> [Détails de la tâche]: Renvoyez à l'identique toutes les lignes des enregistrements ci-dessous. Laissez les images hors de la réponse.

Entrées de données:
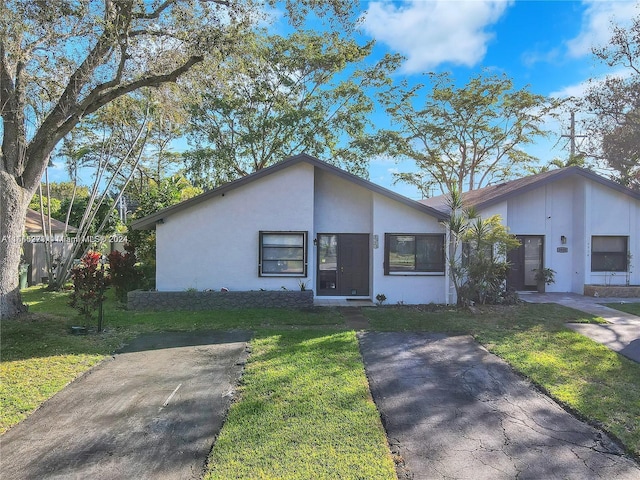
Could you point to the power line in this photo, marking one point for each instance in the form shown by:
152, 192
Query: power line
572, 135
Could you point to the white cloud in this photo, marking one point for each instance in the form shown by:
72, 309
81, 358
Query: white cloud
596, 24
579, 89
433, 32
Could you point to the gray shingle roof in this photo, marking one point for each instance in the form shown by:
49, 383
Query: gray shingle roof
150, 221
487, 196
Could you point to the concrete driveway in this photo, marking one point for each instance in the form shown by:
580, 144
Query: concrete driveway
454, 411
152, 412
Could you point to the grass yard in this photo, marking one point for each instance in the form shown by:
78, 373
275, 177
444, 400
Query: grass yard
599, 384
305, 412
304, 409
633, 308
39, 356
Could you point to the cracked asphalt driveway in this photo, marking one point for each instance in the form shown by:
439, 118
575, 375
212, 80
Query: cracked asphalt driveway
452, 410
150, 413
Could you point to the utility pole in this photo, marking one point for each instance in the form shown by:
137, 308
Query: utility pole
572, 135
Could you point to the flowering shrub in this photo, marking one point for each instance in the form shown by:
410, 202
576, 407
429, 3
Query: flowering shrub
89, 285
123, 273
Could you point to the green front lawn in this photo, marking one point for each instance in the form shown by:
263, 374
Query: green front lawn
633, 308
599, 384
304, 409
304, 412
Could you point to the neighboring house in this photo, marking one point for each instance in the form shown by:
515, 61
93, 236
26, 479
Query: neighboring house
306, 222
303, 221
34, 247
581, 225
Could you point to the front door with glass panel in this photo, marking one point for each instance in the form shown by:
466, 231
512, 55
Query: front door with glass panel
524, 261
343, 264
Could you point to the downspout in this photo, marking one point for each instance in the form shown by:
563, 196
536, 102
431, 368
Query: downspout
447, 276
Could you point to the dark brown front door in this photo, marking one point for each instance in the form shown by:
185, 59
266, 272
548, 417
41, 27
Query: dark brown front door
343, 264
524, 261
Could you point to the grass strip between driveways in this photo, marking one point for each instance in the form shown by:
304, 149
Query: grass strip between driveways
592, 380
632, 308
304, 411
39, 356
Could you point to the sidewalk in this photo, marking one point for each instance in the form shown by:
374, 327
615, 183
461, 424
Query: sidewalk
620, 334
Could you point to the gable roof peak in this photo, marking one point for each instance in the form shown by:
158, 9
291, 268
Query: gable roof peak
150, 220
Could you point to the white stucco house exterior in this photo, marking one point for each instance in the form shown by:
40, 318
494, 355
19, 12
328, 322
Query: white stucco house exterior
583, 226
304, 221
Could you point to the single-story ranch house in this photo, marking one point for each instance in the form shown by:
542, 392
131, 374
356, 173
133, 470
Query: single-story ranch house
304, 222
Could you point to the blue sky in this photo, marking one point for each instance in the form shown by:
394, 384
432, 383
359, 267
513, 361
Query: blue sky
545, 45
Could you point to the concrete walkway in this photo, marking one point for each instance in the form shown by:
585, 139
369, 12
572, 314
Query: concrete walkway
620, 334
153, 412
454, 411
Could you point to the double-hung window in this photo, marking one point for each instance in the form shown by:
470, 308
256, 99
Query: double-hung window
406, 253
609, 254
283, 254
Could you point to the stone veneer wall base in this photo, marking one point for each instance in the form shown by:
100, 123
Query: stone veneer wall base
193, 301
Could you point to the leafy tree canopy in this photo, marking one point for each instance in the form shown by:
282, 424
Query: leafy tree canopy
613, 104
306, 92
463, 138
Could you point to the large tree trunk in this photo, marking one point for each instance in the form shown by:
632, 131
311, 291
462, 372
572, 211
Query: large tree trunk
14, 201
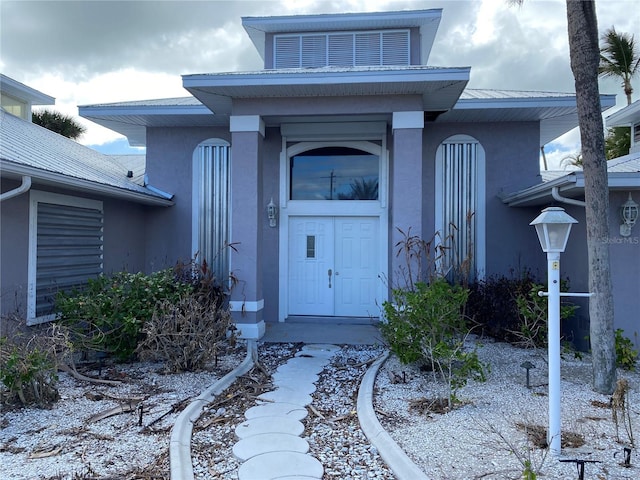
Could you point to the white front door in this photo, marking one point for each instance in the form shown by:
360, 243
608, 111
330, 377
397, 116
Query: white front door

> [Solution proposée]:
Could you point to the power line in this photo, marking one point for each instance in the form shown by:
152, 192
Query: power line
572, 135
Could you point to the white cloud in this photo, marking one point for each instance in the form shown by:
72, 309
81, 358
Query: white cloud
596, 24
579, 89
433, 32
Could you point to the gray shingle roof in this photo, marking one point for each instance in the form shown by:
49, 383
Query: gray shingle roof
150, 221
487, 196
Could you point to the concrete driveway in this photo, marking one point for each instance in the form shown by:
580, 144
Query: concrete driveway
454, 411
152, 412
Could you point to the grass yard in this photo, marking one point for each instance in the form shown by:
78, 373
275, 177
444, 400
Query: grass yard
599, 384
305, 412
304, 409
633, 308
39, 356
Could you point to the cracked asphalt driveway in this photo, marking one point for each instance in the form shown by:
439, 118
575, 375
212, 80
Query: cracked asphalt driveway
452, 410
150, 413
Could you point to the utility pole in this photo, marking one point for each instance in the form shown by:
137, 308
Query: utility pole
572, 135
Could you point to the flowering shrub in this photo, marking one point for each instance in the form shown by:
410, 202
576, 407
429, 3
Query: flowering shrub
89, 285
123, 273
Could you point to the green front lawn in this photo, marking one point for each instance in the form shown by:
263, 374
Query: green front lawn
633, 308
599, 384
304, 409
304, 412
Could you point to the neighboring house in this photo, marking one point for each instance in the form shown by:
515, 61
93, 236
26, 479
Query: neighboring house
306, 222
303, 221
34, 247
581, 225
Could you point to the front door with glass panel in this photo, marking one point for each instance in the form shown by:
466, 231
512, 55
Query: front door with glass panel
524, 261
343, 264
Could you point to the downspout in this photo, marking one point for each instance in the form shown by:
563, 196
536, 102
431, 368
Query: downspout
447, 276
Could you point to the dark brown front door in this photo, marking one point for each instance in the form shown by:
185, 59
266, 272
548, 417
41, 27
Query: dark brown front door
343, 264
524, 261
Could you point to the grass strip between driveways in this photo, marking one point for each instance in the form shown by:
304, 149
Query: grass strip between driveways
592, 380
632, 308
304, 411
39, 356
Could you point to the sidewalk in this photo, marking one point for each instance in the form shown by:
374, 327
615, 183
461, 424
Query: sidewalk
620, 334
Could you point to the gable roof peak in this photo, marking one point for each instance in the form shown by:
158, 9
291, 268
Query: gable roof peak
150, 220
Could you point to the white stucco house exterior in this photo, marking one point for each instance in the form shown by:
40, 318
494, 355
19, 12
328, 322
Query: white stucco house exterior
583, 226
304, 221
Could you point to the single-story ranch house in this photo, marking one point for each instance in the form shown by:
542, 392
131, 374
356, 173
133, 470
Query: single-story ranch house
304, 222
Could you point to the blue sky in this photo, marking one point for each instance in the form shown by:
394, 384
432, 383
359, 267
513, 361
Query: blue sky
545, 45
Could you point to the concrete walkway in this photo, marking one point for each instance in the form shown by:
585, 139
369, 12
572, 314
Query: concrete walkway
620, 334
153, 412
454, 411
Could you point to the double-hung window in this photo, marking one point for each instance in the form shown by:
470, 308
256, 99
Query: double-hung window
406, 253
609, 254
283, 254
Could you point to the stone veneer wall base in this photo, marking one point for each instance in the form shown by:
100, 123
Query: stone veneer wall base
193, 301
Could you point to the leafy tree canopy in this photo, marking one point for each instance in the form shown by:
282, 424
Query: leafy tree canopy
613, 104
306, 92
463, 138
Could you point to the large tree trunk in this photo, marking one point for each instance in the form shown by:
632, 131
311, 291
462, 372
572, 211
Query: large tree trunk
14, 201
Could you point to the white front door in this photo, marking one point for each instance in the form shown by:
360, 243
608, 111
330, 377
397, 116
Query: white front door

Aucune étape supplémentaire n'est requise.